- _What you should do_
Format only the lines of the records between the line containing "Q: Pick out each instance of the outdoor" and the line containing "(486, 1162)", inclusive, as a Markdown table with a Row column for a running number and a Line column for each line's text, leaving out blank lines.

- _Recorded information_

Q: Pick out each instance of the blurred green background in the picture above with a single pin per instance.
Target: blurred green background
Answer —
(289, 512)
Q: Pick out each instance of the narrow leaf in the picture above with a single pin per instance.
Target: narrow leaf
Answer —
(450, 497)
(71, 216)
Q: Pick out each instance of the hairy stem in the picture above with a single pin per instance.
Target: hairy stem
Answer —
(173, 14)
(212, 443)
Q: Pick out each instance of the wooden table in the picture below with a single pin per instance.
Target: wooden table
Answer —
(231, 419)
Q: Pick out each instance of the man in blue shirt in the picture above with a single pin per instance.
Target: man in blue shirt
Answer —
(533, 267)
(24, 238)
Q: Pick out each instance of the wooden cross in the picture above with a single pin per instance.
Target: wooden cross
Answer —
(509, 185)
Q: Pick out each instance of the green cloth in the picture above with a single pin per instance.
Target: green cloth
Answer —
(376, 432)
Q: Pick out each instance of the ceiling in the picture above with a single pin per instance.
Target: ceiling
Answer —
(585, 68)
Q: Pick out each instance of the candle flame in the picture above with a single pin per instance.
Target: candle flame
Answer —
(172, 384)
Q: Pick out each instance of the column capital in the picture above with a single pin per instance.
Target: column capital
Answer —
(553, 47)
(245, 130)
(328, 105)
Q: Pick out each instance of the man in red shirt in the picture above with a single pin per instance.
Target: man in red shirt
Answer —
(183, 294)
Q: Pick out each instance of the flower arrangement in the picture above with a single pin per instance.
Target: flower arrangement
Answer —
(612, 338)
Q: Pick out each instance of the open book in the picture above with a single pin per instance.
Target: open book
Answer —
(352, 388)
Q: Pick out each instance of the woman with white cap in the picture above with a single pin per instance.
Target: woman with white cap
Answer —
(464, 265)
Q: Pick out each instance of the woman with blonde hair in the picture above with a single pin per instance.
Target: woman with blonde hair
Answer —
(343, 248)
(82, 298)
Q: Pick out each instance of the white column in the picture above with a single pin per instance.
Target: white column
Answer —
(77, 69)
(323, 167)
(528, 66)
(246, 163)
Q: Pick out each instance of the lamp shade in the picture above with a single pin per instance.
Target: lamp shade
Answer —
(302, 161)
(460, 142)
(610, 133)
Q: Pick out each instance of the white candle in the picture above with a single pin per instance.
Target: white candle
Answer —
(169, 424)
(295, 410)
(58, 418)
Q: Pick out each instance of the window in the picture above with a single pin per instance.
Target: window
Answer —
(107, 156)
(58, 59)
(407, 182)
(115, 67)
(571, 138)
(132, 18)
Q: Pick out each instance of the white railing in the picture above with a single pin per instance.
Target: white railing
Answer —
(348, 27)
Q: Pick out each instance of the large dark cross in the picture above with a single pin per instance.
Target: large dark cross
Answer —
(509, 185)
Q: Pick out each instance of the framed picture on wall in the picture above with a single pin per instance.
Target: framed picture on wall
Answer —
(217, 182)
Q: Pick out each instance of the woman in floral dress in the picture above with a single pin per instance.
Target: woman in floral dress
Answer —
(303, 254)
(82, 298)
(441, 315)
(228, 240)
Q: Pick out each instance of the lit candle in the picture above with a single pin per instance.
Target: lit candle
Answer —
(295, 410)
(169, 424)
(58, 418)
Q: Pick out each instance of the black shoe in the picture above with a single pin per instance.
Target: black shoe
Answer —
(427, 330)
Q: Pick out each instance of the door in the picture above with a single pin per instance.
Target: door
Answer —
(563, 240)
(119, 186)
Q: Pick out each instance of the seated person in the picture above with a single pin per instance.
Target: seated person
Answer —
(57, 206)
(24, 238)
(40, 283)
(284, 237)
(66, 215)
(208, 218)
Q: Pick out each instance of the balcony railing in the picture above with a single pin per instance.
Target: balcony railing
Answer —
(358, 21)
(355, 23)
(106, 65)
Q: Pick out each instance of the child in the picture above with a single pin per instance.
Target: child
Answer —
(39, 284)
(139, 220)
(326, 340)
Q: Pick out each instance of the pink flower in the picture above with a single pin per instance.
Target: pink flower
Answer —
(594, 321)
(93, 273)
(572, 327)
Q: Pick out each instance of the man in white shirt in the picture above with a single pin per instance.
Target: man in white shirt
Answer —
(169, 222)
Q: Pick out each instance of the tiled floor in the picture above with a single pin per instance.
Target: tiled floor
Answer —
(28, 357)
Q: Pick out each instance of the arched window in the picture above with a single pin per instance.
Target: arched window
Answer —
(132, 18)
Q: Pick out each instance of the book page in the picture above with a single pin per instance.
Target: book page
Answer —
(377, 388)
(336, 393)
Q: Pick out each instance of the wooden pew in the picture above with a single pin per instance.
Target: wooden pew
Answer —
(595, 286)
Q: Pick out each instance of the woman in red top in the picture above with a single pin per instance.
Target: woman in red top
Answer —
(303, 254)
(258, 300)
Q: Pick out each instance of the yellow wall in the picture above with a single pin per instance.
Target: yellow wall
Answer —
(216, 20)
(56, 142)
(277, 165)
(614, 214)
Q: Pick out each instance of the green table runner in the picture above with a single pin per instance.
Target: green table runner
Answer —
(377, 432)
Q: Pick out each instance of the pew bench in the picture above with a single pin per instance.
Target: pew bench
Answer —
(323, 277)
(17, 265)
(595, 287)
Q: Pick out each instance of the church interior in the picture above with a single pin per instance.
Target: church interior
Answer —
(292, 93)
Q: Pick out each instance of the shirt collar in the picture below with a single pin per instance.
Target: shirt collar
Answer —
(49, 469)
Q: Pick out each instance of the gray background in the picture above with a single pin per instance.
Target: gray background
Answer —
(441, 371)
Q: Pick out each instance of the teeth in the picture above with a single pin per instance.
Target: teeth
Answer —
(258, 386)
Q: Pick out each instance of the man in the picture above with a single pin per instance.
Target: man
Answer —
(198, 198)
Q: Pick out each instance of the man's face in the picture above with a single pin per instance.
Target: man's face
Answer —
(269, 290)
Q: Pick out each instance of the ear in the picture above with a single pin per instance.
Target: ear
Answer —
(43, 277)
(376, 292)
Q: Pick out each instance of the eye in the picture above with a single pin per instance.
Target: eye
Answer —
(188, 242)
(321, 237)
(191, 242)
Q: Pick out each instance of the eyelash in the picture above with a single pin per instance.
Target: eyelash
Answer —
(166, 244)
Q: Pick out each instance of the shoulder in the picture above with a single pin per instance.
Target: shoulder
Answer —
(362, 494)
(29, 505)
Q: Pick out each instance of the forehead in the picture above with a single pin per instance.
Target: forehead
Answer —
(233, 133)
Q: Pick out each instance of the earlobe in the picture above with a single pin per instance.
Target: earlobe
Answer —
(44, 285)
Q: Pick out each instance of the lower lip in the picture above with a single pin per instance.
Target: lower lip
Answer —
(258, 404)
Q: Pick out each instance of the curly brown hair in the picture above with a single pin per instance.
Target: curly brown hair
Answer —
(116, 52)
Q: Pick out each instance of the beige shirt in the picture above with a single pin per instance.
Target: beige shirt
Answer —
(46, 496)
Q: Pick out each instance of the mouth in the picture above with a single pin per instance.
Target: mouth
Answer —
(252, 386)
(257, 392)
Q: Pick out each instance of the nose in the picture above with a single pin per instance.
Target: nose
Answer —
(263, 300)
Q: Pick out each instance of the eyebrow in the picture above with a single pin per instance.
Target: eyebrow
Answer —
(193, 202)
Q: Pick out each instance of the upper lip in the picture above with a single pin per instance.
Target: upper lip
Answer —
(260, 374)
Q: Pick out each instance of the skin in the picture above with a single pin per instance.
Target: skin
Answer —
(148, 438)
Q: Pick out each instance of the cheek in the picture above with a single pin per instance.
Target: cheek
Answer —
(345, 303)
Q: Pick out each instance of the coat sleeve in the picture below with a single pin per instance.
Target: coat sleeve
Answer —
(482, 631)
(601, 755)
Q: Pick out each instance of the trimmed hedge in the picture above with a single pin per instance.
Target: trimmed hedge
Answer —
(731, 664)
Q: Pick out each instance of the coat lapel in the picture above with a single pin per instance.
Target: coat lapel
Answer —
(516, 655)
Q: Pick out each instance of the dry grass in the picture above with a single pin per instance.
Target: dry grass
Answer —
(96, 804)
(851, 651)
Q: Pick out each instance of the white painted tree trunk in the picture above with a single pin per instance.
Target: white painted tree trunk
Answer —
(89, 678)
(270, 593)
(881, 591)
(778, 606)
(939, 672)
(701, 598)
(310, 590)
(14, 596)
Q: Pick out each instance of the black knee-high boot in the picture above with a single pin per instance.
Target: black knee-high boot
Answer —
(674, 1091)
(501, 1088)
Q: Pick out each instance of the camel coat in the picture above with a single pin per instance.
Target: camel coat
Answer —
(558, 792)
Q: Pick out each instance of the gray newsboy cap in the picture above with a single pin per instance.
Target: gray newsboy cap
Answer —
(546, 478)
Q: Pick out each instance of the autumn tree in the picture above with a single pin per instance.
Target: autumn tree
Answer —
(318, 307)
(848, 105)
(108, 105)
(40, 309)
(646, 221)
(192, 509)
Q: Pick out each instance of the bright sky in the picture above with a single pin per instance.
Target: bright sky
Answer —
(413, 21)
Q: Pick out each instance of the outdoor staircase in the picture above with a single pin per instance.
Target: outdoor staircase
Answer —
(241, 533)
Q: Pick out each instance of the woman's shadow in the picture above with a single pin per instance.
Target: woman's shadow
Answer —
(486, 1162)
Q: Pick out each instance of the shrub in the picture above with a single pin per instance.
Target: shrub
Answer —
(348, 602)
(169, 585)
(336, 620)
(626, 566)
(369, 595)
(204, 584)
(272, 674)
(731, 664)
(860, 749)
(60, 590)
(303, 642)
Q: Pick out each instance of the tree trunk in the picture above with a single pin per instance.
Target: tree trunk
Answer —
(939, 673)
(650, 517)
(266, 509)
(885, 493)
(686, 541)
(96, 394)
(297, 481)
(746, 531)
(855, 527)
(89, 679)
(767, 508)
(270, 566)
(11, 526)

- _Full output_
| Row | Line |
|---|---|
| 1 | Q: Pick out each instance of the outdoor staircase in the picture above with a single pin per instance. |
| 2 | Target: outdoor staircase |
| 3 | Answer — |
| 4 | (241, 533) |
| 5 | Q: Pick out each instance of the woman's shadow in the picture above with a single pin per instance. |
| 6 | Target: woman's shadow |
| 7 | Answer — |
| 8 | (486, 1162) |